A block of data:
==================================================
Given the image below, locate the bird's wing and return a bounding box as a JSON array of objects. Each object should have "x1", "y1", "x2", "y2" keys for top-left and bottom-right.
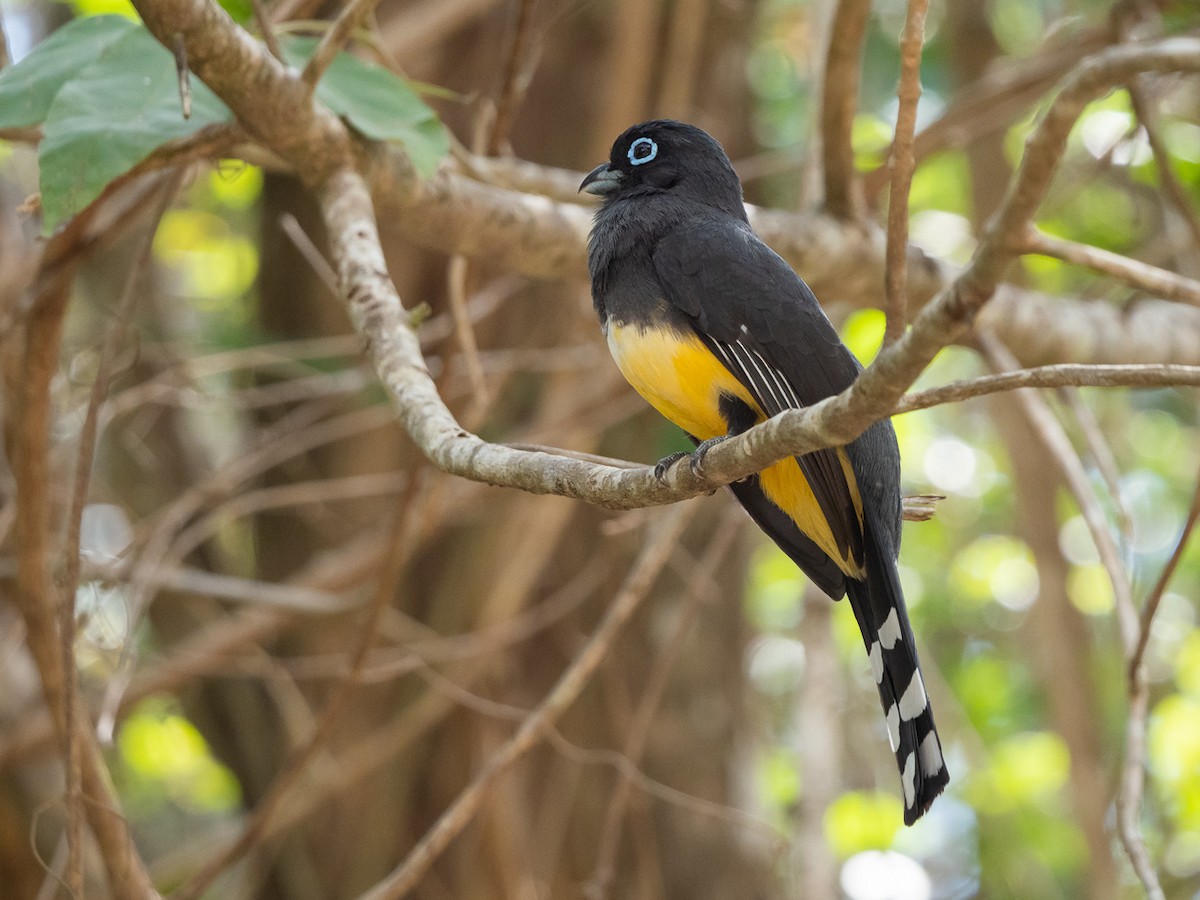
[{"x1": 653, "y1": 216, "x2": 862, "y2": 571}]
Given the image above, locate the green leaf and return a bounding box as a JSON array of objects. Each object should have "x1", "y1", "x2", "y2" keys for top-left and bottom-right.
[
  {"x1": 281, "y1": 36, "x2": 450, "y2": 176},
  {"x1": 38, "y1": 28, "x2": 233, "y2": 234},
  {"x1": 0, "y1": 16, "x2": 138, "y2": 128}
]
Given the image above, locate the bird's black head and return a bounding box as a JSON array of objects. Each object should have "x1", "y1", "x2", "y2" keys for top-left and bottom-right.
[{"x1": 580, "y1": 119, "x2": 745, "y2": 218}]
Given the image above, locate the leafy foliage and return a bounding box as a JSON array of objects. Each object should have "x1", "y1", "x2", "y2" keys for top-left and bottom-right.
[{"x1": 0, "y1": 14, "x2": 450, "y2": 234}]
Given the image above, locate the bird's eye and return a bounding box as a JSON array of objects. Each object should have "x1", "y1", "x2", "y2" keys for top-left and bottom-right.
[{"x1": 629, "y1": 138, "x2": 659, "y2": 166}]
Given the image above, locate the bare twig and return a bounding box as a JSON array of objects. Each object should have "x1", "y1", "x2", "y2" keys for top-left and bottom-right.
[
  {"x1": 172, "y1": 473, "x2": 424, "y2": 900},
  {"x1": 300, "y1": 0, "x2": 379, "y2": 90},
  {"x1": 487, "y1": 0, "x2": 536, "y2": 156},
  {"x1": 12, "y1": 233, "x2": 157, "y2": 900},
  {"x1": 863, "y1": 28, "x2": 1111, "y2": 203},
  {"x1": 979, "y1": 335, "x2": 1136, "y2": 644},
  {"x1": 1018, "y1": 226, "x2": 1200, "y2": 306},
  {"x1": 1117, "y1": 666, "x2": 1165, "y2": 900},
  {"x1": 893, "y1": 362, "x2": 1200, "y2": 415},
  {"x1": 280, "y1": 212, "x2": 337, "y2": 296},
  {"x1": 883, "y1": 0, "x2": 929, "y2": 344},
  {"x1": 250, "y1": 0, "x2": 284, "y2": 62},
  {"x1": 583, "y1": 508, "x2": 740, "y2": 900},
  {"x1": 446, "y1": 253, "x2": 488, "y2": 408},
  {"x1": 1127, "y1": 45, "x2": 1200, "y2": 252},
  {"x1": 59, "y1": 178, "x2": 179, "y2": 900},
  {"x1": 1128, "y1": 479, "x2": 1200, "y2": 685},
  {"x1": 362, "y1": 504, "x2": 695, "y2": 900},
  {"x1": 980, "y1": 328, "x2": 1161, "y2": 900},
  {"x1": 821, "y1": 0, "x2": 871, "y2": 220},
  {"x1": 172, "y1": 35, "x2": 192, "y2": 119},
  {"x1": 1058, "y1": 386, "x2": 1133, "y2": 544}
]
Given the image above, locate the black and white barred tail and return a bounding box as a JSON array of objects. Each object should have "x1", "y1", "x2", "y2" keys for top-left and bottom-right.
[{"x1": 846, "y1": 515, "x2": 950, "y2": 824}]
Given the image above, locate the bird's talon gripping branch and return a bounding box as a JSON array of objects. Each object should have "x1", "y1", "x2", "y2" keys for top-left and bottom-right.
[
  {"x1": 654, "y1": 450, "x2": 691, "y2": 484},
  {"x1": 690, "y1": 434, "x2": 733, "y2": 478}
]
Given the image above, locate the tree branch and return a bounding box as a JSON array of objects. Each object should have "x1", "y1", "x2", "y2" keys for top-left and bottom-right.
[
  {"x1": 883, "y1": 0, "x2": 929, "y2": 344},
  {"x1": 361, "y1": 505, "x2": 695, "y2": 900},
  {"x1": 821, "y1": 0, "x2": 871, "y2": 220}
]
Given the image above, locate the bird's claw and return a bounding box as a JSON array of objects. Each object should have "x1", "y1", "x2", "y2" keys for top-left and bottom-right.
[
  {"x1": 654, "y1": 434, "x2": 730, "y2": 481},
  {"x1": 654, "y1": 450, "x2": 691, "y2": 482}
]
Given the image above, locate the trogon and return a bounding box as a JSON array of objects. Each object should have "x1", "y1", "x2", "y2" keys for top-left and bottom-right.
[{"x1": 580, "y1": 120, "x2": 949, "y2": 824}]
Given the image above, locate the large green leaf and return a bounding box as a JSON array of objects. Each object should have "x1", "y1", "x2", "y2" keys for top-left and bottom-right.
[
  {"x1": 38, "y1": 28, "x2": 233, "y2": 233},
  {"x1": 0, "y1": 16, "x2": 140, "y2": 128},
  {"x1": 281, "y1": 36, "x2": 450, "y2": 175}
]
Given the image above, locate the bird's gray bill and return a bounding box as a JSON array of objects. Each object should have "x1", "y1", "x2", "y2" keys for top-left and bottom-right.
[{"x1": 580, "y1": 162, "x2": 620, "y2": 197}]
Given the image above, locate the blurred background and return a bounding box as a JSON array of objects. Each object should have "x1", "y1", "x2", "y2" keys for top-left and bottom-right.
[{"x1": 0, "y1": 0, "x2": 1200, "y2": 900}]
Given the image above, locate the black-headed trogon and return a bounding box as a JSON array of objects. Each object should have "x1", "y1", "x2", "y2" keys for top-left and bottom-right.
[{"x1": 580, "y1": 120, "x2": 949, "y2": 824}]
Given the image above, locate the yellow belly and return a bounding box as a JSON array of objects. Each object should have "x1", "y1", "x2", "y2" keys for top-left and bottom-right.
[{"x1": 606, "y1": 319, "x2": 862, "y2": 577}]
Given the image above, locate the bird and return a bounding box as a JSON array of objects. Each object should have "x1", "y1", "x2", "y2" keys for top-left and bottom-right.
[{"x1": 580, "y1": 119, "x2": 949, "y2": 824}]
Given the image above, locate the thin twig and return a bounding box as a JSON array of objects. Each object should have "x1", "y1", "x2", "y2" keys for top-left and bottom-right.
[
  {"x1": 1058, "y1": 386, "x2": 1133, "y2": 545},
  {"x1": 172, "y1": 34, "x2": 192, "y2": 119},
  {"x1": 10, "y1": 220, "x2": 157, "y2": 900},
  {"x1": 361, "y1": 504, "x2": 696, "y2": 900},
  {"x1": 1018, "y1": 226, "x2": 1200, "y2": 306},
  {"x1": 172, "y1": 472, "x2": 427, "y2": 900},
  {"x1": 300, "y1": 0, "x2": 379, "y2": 90},
  {"x1": 1129, "y1": 465, "x2": 1200, "y2": 683},
  {"x1": 250, "y1": 0, "x2": 287, "y2": 65},
  {"x1": 487, "y1": 0, "x2": 536, "y2": 156},
  {"x1": 280, "y1": 212, "x2": 337, "y2": 296},
  {"x1": 446, "y1": 253, "x2": 488, "y2": 408},
  {"x1": 979, "y1": 334, "x2": 1163, "y2": 900},
  {"x1": 883, "y1": 0, "x2": 929, "y2": 346},
  {"x1": 583, "y1": 506, "x2": 740, "y2": 900},
  {"x1": 59, "y1": 176, "x2": 179, "y2": 900},
  {"x1": 821, "y1": 0, "x2": 871, "y2": 220},
  {"x1": 979, "y1": 332, "x2": 1138, "y2": 646},
  {"x1": 1117, "y1": 666, "x2": 1165, "y2": 900}
]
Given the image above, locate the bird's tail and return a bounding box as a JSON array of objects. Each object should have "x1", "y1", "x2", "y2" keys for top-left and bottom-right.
[{"x1": 846, "y1": 515, "x2": 950, "y2": 824}]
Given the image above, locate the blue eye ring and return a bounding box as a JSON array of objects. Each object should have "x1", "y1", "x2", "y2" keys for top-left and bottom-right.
[{"x1": 626, "y1": 138, "x2": 659, "y2": 166}]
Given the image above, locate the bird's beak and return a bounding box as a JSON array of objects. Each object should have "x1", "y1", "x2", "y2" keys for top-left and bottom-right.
[{"x1": 580, "y1": 162, "x2": 622, "y2": 197}]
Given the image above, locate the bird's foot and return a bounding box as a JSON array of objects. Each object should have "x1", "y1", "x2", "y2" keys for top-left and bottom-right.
[
  {"x1": 654, "y1": 450, "x2": 691, "y2": 481},
  {"x1": 691, "y1": 434, "x2": 733, "y2": 478},
  {"x1": 654, "y1": 434, "x2": 732, "y2": 481}
]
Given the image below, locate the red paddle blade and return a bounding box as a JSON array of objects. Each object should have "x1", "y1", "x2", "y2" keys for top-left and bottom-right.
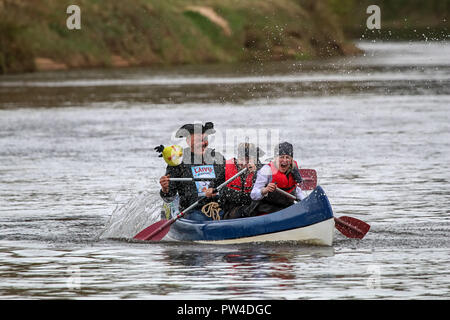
[
  {"x1": 299, "y1": 169, "x2": 317, "y2": 191},
  {"x1": 133, "y1": 219, "x2": 175, "y2": 241},
  {"x1": 334, "y1": 216, "x2": 370, "y2": 239}
]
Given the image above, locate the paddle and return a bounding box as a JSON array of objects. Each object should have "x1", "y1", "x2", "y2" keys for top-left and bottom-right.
[
  {"x1": 275, "y1": 188, "x2": 370, "y2": 239},
  {"x1": 134, "y1": 168, "x2": 247, "y2": 241}
]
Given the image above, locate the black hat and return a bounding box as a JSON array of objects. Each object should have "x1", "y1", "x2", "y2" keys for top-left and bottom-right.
[
  {"x1": 274, "y1": 142, "x2": 294, "y2": 157},
  {"x1": 175, "y1": 122, "x2": 216, "y2": 138}
]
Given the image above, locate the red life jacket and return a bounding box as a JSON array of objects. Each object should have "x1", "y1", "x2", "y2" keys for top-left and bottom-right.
[
  {"x1": 269, "y1": 162, "x2": 297, "y2": 193},
  {"x1": 225, "y1": 158, "x2": 254, "y2": 193}
]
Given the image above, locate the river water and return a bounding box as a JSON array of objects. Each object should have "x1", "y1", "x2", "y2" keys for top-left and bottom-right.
[{"x1": 0, "y1": 42, "x2": 450, "y2": 299}]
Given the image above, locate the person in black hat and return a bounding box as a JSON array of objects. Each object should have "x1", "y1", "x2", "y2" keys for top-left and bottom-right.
[
  {"x1": 206, "y1": 142, "x2": 264, "y2": 219},
  {"x1": 250, "y1": 142, "x2": 305, "y2": 213},
  {"x1": 159, "y1": 122, "x2": 225, "y2": 220}
]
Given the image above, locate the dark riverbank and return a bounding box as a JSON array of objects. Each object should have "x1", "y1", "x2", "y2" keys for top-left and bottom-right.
[{"x1": 0, "y1": 0, "x2": 359, "y2": 73}]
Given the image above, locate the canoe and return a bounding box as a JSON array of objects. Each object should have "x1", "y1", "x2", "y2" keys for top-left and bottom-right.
[{"x1": 163, "y1": 186, "x2": 334, "y2": 246}]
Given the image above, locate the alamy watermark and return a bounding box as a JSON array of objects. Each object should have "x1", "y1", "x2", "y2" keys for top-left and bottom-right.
[
  {"x1": 66, "y1": 4, "x2": 81, "y2": 30},
  {"x1": 66, "y1": 266, "x2": 81, "y2": 290},
  {"x1": 366, "y1": 4, "x2": 381, "y2": 30}
]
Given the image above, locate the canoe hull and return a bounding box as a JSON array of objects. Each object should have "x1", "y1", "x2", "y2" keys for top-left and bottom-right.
[{"x1": 164, "y1": 186, "x2": 334, "y2": 246}]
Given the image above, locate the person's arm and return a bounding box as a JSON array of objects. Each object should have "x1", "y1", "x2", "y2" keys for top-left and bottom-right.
[
  {"x1": 250, "y1": 165, "x2": 272, "y2": 200},
  {"x1": 295, "y1": 186, "x2": 306, "y2": 200},
  {"x1": 159, "y1": 166, "x2": 179, "y2": 202}
]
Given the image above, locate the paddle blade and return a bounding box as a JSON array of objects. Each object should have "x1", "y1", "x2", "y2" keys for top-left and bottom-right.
[
  {"x1": 133, "y1": 219, "x2": 174, "y2": 241},
  {"x1": 334, "y1": 216, "x2": 370, "y2": 239},
  {"x1": 299, "y1": 169, "x2": 317, "y2": 191}
]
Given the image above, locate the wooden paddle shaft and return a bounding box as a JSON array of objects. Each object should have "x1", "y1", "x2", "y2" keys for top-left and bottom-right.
[{"x1": 276, "y1": 188, "x2": 298, "y2": 201}]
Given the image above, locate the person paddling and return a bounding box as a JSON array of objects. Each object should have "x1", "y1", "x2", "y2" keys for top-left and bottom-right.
[
  {"x1": 159, "y1": 122, "x2": 225, "y2": 221},
  {"x1": 206, "y1": 142, "x2": 264, "y2": 219},
  {"x1": 250, "y1": 142, "x2": 306, "y2": 213}
]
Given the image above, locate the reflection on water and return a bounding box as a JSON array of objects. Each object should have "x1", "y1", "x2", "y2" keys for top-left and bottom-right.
[{"x1": 0, "y1": 42, "x2": 450, "y2": 299}]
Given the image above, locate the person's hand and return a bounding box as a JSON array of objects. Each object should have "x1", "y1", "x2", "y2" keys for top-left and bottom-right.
[
  {"x1": 159, "y1": 174, "x2": 170, "y2": 193},
  {"x1": 205, "y1": 188, "x2": 217, "y2": 198},
  {"x1": 261, "y1": 182, "x2": 277, "y2": 195},
  {"x1": 247, "y1": 162, "x2": 256, "y2": 173}
]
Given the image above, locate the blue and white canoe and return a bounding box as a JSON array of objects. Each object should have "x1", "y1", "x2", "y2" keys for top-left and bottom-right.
[{"x1": 163, "y1": 186, "x2": 334, "y2": 246}]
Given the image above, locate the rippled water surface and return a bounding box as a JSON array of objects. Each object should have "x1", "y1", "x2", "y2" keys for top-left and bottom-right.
[{"x1": 0, "y1": 42, "x2": 450, "y2": 299}]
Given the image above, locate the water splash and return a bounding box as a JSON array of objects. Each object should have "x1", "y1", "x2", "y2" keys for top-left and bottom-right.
[{"x1": 97, "y1": 191, "x2": 163, "y2": 239}]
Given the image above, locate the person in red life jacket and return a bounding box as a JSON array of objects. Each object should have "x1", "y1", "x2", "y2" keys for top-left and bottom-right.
[
  {"x1": 206, "y1": 143, "x2": 264, "y2": 219},
  {"x1": 250, "y1": 142, "x2": 305, "y2": 213}
]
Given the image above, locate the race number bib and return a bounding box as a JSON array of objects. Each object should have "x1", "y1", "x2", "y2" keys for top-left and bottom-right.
[{"x1": 191, "y1": 165, "x2": 216, "y2": 197}]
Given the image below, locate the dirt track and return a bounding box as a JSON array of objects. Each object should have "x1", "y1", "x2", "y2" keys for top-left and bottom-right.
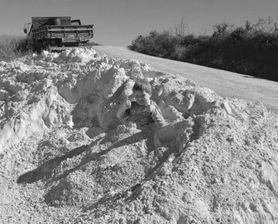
[{"x1": 94, "y1": 46, "x2": 278, "y2": 113}]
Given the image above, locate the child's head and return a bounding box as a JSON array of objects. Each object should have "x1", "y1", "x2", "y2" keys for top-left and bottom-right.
[{"x1": 132, "y1": 79, "x2": 152, "y2": 105}]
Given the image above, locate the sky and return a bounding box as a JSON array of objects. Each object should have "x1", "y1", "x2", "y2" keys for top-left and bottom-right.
[{"x1": 0, "y1": 0, "x2": 278, "y2": 46}]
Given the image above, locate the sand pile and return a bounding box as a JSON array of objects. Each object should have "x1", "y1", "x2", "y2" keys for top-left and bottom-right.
[{"x1": 0, "y1": 48, "x2": 278, "y2": 224}]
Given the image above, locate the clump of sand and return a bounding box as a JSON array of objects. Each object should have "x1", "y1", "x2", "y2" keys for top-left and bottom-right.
[{"x1": 0, "y1": 48, "x2": 278, "y2": 224}]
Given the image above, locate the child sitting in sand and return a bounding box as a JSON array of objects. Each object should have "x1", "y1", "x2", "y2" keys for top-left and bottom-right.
[{"x1": 117, "y1": 79, "x2": 190, "y2": 151}]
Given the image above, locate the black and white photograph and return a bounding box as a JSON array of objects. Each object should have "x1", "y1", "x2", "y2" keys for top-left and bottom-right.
[{"x1": 0, "y1": 0, "x2": 278, "y2": 224}]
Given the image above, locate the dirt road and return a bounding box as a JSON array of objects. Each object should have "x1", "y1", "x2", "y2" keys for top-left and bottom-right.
[{"x1": 94, "y1": 46, "x2": 278, "y2": 113}]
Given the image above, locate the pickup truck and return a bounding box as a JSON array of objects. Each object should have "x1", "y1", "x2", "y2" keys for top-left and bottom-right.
[{"x1": 24, "y1": 16, "x2": 94, "y2": 52}]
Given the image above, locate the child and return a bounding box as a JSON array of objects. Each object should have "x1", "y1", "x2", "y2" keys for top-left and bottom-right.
[
  {"x1": 117, "y1": 79, "x2": 193, "y2": 152},
  {"x1": 117, "y1": 79, "x2": 167, "y2": 128}
]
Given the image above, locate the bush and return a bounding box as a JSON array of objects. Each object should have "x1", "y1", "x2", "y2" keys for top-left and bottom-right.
[{"x1": 129, "y1": 18, "x2": 278, "y2": 81}]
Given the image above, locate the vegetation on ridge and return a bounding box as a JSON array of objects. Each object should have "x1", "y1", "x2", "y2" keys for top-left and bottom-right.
[{"x1": 129, "y1": 18, "x2": 278, "y2": 81}]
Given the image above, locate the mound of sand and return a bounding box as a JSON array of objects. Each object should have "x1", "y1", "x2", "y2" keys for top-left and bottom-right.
[{"x1": 0, "y1": 48, "x2": 278, "y2": 224}]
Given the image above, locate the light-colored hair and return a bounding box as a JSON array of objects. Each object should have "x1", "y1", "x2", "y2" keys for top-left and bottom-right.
[{"x1": 132, "y1": 79, "x2": 152, "y2": 95}]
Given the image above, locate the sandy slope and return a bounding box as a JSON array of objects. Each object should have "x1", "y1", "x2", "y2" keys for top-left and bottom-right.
[
  {"x1": 0, "y1": 48, "x2": 278, "y2": 224},
  {"x1": 95, "y1": 46, "x2": 278, "y2": 113}
]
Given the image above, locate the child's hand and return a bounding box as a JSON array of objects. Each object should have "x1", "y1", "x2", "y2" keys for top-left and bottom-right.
[
  {"x1": 125, "y1": 100, "x2": 131, "y2": 108},
  {"x1": 144, "y1": 104, "x2": 155, "y2": 113}
]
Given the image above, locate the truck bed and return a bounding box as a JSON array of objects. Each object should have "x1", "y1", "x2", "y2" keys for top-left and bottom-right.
[{"x1": 32, "y1": 25, "x2": 94, "y2": 42}]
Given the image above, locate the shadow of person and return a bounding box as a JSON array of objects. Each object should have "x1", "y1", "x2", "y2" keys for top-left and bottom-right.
[
  {"x1": 16, "y1": 145, "x2": 91, "y2": 184},
  {"x1": 17, "y1": 132, "x2": 151, "y2": 184}
]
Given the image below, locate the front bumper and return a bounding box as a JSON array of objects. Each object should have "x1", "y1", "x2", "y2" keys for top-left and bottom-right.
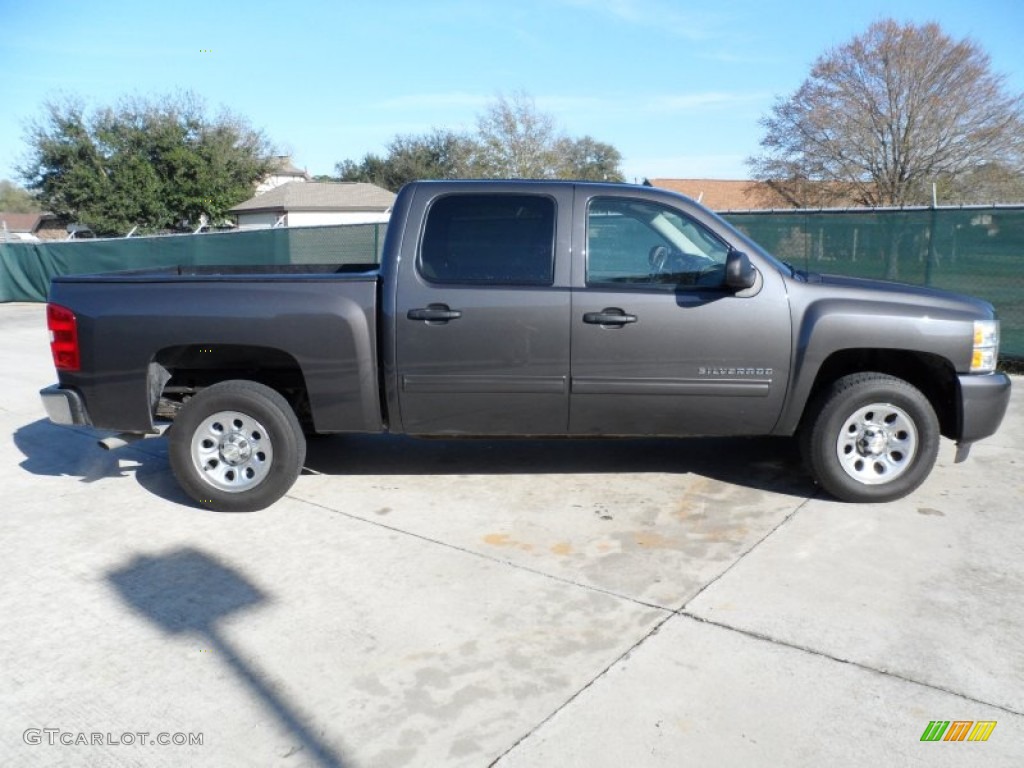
[
  {"x1": 956, "y1": 373, "x2": 1010, "y2": 445},
  {"x1": 39, "y1": 384, "x2": 92, "y2": 427}
]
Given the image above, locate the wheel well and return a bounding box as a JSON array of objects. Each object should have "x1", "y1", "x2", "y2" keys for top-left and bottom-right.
[
  {"x1": 153, "y1": 344, "x2": 312, "y2": 425},
  {"x1": 808, "y1": 349, "x2": 959, "y2": 437}
]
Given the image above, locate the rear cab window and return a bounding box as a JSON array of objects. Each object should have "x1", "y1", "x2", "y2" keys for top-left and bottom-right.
[{"x1": 417, "y1": 195, "x2": 555, "y2": 286}]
==================================================
**WHAT TO PRODUCE**
Pull out every line of the records that contains the string "paddle". Case counts, so a match must have the same uppercase and lowercase letters.

**THE REPLY**
Given the image below, locate the red paddle blade and return a bounding box as a JSON array of objects. Each object should have "x1", "y1", "x2", "y2" keys for top-left and bottom-right.
Given the image above, locate the paddle and return a bounding box as a JSON array of objects. Each object should have "x1", "y1", "x2", "y2" keys for top-left and bottom-right.
Given the image above, locate the paddle blade and return a bounding box as a JSON array of objects. Each object should have "x1", "y1", "x2", "y2" keys for top-left and bottom-right.
Given the image above, locate the wooden paddle shaft and return a bounding box as a JSON array of objects. Each object should have "x1", "y1", "x2", "y2" keys for top-left and bottom-right.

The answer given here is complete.